◆ **Supplied data**:
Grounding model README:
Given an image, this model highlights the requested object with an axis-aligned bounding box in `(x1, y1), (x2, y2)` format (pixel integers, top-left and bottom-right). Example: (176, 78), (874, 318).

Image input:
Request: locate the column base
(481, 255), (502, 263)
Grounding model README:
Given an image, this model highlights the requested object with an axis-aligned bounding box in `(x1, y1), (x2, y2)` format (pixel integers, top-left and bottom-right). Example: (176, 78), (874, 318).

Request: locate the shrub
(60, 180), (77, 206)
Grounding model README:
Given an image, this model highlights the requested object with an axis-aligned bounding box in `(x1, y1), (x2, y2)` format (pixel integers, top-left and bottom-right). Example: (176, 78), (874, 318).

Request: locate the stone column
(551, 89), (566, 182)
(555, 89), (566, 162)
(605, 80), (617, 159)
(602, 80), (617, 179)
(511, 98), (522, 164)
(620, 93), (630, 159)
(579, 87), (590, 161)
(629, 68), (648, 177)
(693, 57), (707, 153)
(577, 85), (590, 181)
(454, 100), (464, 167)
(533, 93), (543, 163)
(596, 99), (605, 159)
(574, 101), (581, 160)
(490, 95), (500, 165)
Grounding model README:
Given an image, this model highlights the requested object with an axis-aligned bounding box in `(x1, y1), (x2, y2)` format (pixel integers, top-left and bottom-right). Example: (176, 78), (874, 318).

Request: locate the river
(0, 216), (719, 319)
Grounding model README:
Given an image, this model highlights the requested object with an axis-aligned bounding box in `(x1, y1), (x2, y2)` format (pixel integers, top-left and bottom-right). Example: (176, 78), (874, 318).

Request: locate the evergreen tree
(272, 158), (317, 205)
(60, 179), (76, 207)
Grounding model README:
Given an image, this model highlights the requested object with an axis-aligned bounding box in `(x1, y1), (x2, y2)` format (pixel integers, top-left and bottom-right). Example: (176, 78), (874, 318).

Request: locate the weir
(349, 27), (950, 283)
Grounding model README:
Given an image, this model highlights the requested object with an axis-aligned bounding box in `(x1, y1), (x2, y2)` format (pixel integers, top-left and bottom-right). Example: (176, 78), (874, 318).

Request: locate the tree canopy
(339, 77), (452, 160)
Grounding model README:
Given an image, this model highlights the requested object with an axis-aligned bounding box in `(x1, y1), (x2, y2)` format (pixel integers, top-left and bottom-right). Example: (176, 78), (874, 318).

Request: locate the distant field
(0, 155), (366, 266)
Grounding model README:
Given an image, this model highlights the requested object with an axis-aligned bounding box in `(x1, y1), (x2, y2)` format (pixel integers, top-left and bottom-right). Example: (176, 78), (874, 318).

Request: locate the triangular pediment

◆ **Work order**:
Write down all of the listing exactly.

◆ **Task solution**:
Grounding model README:
Given an image, this model highlights the requested object with an axis-aligned bounding box in `(x1, y1), (x2, y2)` format (pixel integers, top-left and bottom-right). Example: (176, 78), (874, 318).

Image input:
Request: locate the column base
(481, 255), (502, 263)
Grounding model README:
Given an image, this model highlights the requested object with an axis-aligned bounding box in `(x1, y1), (x2, y2)` format (pixel integers, top-left and bottom-right). Example: (176, 78), (874, 318).

Request: locate the shrub
(60, 180), (77, 206)
Grounding model README:
Given an image, this model highlights the requested object with an axis-aligned bounding box in `(x1, y1), (x2, y2)` format (pixel integers, top-left and bottom-right). Example: (176, 78), (874, 318).

Request: locate the stone column
(551, 89), (566, 182)
(555, 89), (566, 162)
(605, 80), (617, 159)
(602, 80), (617, 179)
(511, 98), (522, 164)
(620, 93), (630, 159)
(579, 87), (590, 161)
(629, 68), (648, 177)
(693, 57), (707, 153)
(577, 85), (590, 181)
(454, 100), (464, 167)
(533, 93), (543, 163)
(596, 99), (605, 159)
(574, 101), (581, 160)
(490, 95), (500, 165)
Grounding model README:
Given an image, this model highlights the requested object with an axis-aligned bounding box in `(x1, y1), (x2, y2)` format (pixel integers, top-left and bottom-right). Example: (176, 78), (874, 318).

Request: locate the river
(0, 216), (719, 319)
Grounding model README:
Given an image, this model highlights the requested object with an axis-aligned bounding box in `(x1, y1), (x2, y2)` format (pixel integers, top-left and bottom-right). Example: (176, 78), (874, 318).

Request: locate the evergreen tree
(272, 158), (317, 205)
(60, 179), (76, 207)
Grounding model README:
Given an image, this model highlights the requested object with an axis-aligned bounding box in `(x1, y1), (x2, y2)` format (pixel integers, top-left and bottom-right). Example: (176, 78), (874, 318).

Request: locate the weir
(349, 27), (950, 283)
Grounding model README:
Given an image, this model highlights the requested object with an axis-aligned bounding box in `(x1, y1), (x2, y2)` format (pixel integers, top-left and bottom-right). Example: (176, 78), (874, 318).

Request: locate the tree canopy
(339, 77), (452, 160)
Grounding model README:
Given an image, this model highlights the requested object with an axis-aligned bounding box in `(x1, y1), (x2, y2)` format (pixel integers, top-left and bottom-right). Example: (176, 78), (874, 318).

Request: locate the distant field
(0, 155), (366, 266)
Grounding model README:
Given an image, this model highlights the requested object with an axis-aligned bounding box in `(x1, y1), (x2, y2)` format (pixel integers, top-left and bottom-right). Example: (176, 78), (874, 318).

Request: locate the triangular pediment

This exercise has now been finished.